_What you are asked to do:_ Copy every line, leaving nothing out and adding nothing.

[Dataset rows]
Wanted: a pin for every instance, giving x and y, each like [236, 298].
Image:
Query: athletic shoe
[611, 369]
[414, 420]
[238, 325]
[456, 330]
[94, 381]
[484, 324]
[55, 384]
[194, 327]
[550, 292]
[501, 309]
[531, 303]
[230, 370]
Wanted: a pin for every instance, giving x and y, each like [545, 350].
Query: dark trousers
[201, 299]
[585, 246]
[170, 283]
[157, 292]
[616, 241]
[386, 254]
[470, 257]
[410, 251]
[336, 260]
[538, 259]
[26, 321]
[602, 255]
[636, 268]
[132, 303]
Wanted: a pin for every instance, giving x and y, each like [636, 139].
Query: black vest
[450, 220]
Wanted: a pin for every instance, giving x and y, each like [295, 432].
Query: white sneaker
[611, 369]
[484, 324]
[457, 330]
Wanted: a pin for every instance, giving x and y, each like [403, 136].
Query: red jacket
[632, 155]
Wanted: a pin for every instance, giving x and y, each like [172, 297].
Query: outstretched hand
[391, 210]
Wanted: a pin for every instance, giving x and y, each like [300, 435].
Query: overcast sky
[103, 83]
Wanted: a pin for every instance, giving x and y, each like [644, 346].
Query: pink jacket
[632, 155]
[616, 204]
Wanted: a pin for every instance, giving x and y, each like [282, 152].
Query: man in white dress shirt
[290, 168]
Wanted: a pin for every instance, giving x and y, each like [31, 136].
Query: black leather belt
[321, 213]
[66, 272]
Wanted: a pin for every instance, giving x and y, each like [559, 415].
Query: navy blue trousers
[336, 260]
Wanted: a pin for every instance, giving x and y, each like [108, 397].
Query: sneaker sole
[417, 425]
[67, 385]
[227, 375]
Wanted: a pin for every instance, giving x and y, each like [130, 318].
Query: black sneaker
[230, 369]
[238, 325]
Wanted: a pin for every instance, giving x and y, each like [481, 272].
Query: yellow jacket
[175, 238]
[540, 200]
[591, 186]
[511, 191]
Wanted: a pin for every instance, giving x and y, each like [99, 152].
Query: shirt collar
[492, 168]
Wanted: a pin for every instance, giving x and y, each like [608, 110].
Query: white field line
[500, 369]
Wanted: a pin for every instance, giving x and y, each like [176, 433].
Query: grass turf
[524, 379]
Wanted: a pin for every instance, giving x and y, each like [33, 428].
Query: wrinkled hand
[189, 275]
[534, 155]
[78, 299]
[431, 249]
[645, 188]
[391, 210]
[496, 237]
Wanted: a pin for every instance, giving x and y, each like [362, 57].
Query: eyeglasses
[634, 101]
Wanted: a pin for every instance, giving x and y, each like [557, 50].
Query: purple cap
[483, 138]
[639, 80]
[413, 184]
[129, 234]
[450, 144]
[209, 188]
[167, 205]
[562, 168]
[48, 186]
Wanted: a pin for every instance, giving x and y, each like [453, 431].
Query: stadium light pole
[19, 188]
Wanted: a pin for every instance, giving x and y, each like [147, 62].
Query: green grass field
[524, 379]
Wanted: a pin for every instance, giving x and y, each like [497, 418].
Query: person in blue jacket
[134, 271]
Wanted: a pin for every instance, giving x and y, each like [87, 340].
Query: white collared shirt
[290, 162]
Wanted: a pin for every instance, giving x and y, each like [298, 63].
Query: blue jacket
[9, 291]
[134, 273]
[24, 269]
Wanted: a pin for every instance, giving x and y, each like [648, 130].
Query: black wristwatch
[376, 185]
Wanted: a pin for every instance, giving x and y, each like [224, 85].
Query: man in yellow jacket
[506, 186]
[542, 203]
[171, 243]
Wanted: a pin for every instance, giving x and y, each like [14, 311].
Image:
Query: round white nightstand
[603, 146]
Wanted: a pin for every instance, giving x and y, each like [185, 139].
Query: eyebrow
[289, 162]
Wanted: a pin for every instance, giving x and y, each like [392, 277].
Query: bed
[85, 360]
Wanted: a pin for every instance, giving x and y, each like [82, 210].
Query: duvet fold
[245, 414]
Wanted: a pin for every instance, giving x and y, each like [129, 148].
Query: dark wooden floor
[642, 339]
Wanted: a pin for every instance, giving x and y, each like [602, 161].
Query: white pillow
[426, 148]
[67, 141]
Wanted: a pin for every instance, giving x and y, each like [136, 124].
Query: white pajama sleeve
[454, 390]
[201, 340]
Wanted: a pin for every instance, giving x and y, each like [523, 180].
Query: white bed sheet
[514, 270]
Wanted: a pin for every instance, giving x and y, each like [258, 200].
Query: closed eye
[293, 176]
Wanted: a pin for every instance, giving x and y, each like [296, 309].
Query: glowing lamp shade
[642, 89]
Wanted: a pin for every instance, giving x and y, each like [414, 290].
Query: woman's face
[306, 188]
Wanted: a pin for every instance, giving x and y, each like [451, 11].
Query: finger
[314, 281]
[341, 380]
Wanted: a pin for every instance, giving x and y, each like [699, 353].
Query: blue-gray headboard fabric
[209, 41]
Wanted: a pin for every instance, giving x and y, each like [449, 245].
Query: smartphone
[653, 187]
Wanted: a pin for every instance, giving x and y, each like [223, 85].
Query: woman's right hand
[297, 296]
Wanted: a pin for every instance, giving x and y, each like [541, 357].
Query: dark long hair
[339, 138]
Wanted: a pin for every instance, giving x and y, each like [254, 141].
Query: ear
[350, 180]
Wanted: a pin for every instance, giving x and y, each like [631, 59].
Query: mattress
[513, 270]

_Solution below:_
Wanted: a pin for every instance, giving x and y, each like [236, 298].
Image:
Query: athletic shoe
[611, 369]
[414, 420]
[238, 325]
[456, 330]
[94, 381]
[484, 324]
[55, 384]
[194, 327]
[550, 292]
[501, 309]
[531, 303]
[230, 370]
Wanted: a pin for every instance, giving x and y, each like [545, 350].
Query: dark trousers
[201, 299]
[585, 246]
[170, 283]
[157, 292]
[616, 241]
[386, 254]
[470, 257]
[410, 251]
[336, 260]
[538, 259]
[26, 321]
[602, 255]
[636, 268]
[132, 303]
Wanted: a pin for every instance, giving x and y, each like [636, 139].
Query: black vest
[450, 220]
Wanted: a pin for every instance, giving x and y, each like [295, 432].
Query: white sneaker
[611, 369]
[484, 324]
[457, 330]
Wanted: a pin for every instance, giving x and y, each like [403, 136].
Query: red jacket
[632, 155]
Wanted: a pin for every instance, giving x and y, each like [172, 297].
Query: outstretched hand
[391, 210]
Wanted: a pin for every instance, giving x and y, each like [300, 435].
Query: overcast sky
[103, 83]
Wanted: a pin for every instance, giving x and y, each like [644, 346].
Query: pink jacket
[632, 155]
[616, 204]
Wanted: a pin for every instance, giving x and y, each like [282, 152].
Query: man in white dress shirt
[290, 168]
Wanted: a pin for every instance, giving x and y, each like [31, 136].
Query: black leather belt
[321, 213]
[66, 272]
Wanted: a pin for every instance, giving x and y, each like [559, 415].
Query: navy blue trousers
[336, 260]
Wanted: a pin for every instance, giving x and y, each like [108, 397].
Query: sneaker sole
[417, 425]
[67, 385]
[227, 375]
Wanted: a pin for every instance, giving x and y, each like [130, 318].
Query: black sneaker
[230, 369]
[238, 325]
Wanted: a pin for every instance, giving x and y, each like [481, 272].
Query: yellow jacket
[175, 238]
[540, 200]
[591, 186]
[511, 191]
Wanted: a pin for every instance, giving x and y, each like [99, 152].
Query: shirt collar
[492, 168]
Wanted: a pin for every instance, giving x and y, each like [608, 110].
Query: white field line
[500, 369]
Wanted: a pin for every instance, giving x and y, each like [176, 433].
Query: grass turf
[524, 379]
Wanted: a pin for every instance, giving x and y, each like [33, 428].
Query: wrinkled hand
[189, 275]
[534, 155]
[78, 299]
[431, 249]
[645, 188]
[391, 210]
[496, 237]
Wanted: a pin for every instance, giving x and y, each like [362, 57].
Query: eyeglasses
[634, 101]
Wanted: a pin for every instance, giving x and y, each like [557, 50].
Query: purple cap
[483, 138]
[639, 80]
[413, 184]
[129, 234]
[450, 144]
[209, 188]
[167, 205]
[562, 168]
[48, 186]
Wanted: a pin for every instance, giving x and y, each like [453, 431].
Query: stadium light pole
[19, 188]
Wanted: a pin for every instance, giving x and y, each like [147, 62].
Query: green grass field
[524, 379]
Wanted: a pin for every instance, giving x and y, each like [497, 418].
Query: person in blue jacket
[134, 271]
Wanted: a pin for every instance, giving x and y, each like [87, 340].
Query: white collared shirt
[290, 162]
Wanted: a pin for every instance, giving x and y, each like [298, 63].
Query: blue jacket
[9, 291]
[134, 273]
[24, 269]
Wanted: a pin for every instance, giving x and y, each like [648, 130].
Query: black wristwatch
[376, 185]
Wanted: a pin for every instance, giving x and y, each like [224, 85].
Query: man in yellow jacket
[506, 186]
[542, 203]
[171, 243]
Wanted: a pin for every instance, giving x and y, each like [14, 311].
Image:
Query: round white nightstand
[603, 146]
Wanted: a pin for every instance, giving x and y, each like [185, 139].
Query: eyebrow
[289, 162]
Wanted: a pin for every instance, giving x and y, each like [392, 277].
Query: bed
[85, 360]
Wanted: a pin for every instance, giving x and y, each like [82, 210].
Query: duvet fold
[245, 414]
Wanted: a pin for every instance, giving x and y, each like [129, 148].
Query: dark wooden floor
[642, 339]
Wanted: a pin for every instance, giving x and y, each like [602, 161].
Query: white pillow
[426, 148]
[67, 141]
Wanted: a pin for every instance, giving x and y, each like [136, 124].
Query: white pajama sleeve
[454, 390]
[201, 340]
Wanted: a pin for every instance, giving x and y, each like [523, 180].
Query: white bed sheet
[514, 270]
Wanted: a pin for every instance, giving x and y, each like [258, 200].
Query: closed eye
[293, 176]
Wanted: a pin for every instance, giving x and y, each like [296, 309].
Query: glowing lamp shade
[642, 89]
Wanted: a pin for every instance, giving x and y, each like [414, 290].
Query: woman's face
[306, 188]
Wanted: a pin for every instance, giving x and y, each like [451, 11].
Query: finger
[314, 281]
[341, 380]
Wanted: a pin for every instance, giving x and y, each like [699, 353].
Query: blue-gray headboard fabric
[209, 41]
Wanted: a pin for every instance, giving x and y, each like [449, 245].
Query: smartphone
[653, 187]
Wanted: a pin for every instance, giving x and y, each like [223, 85].
Query: woman's right hand
[297, 296]
Wanted: a pin for every instance, giving x and y, each like [541, 357].
Query: dark long hair
[339, 138]
Wanted: a pin for every instance, giving x and y, each like [254, 141].
Query: ear
[350, 180]
Wanted: a pin for every instance, giving x and y, each like [631, 59].
Query: mattress
[513, 270]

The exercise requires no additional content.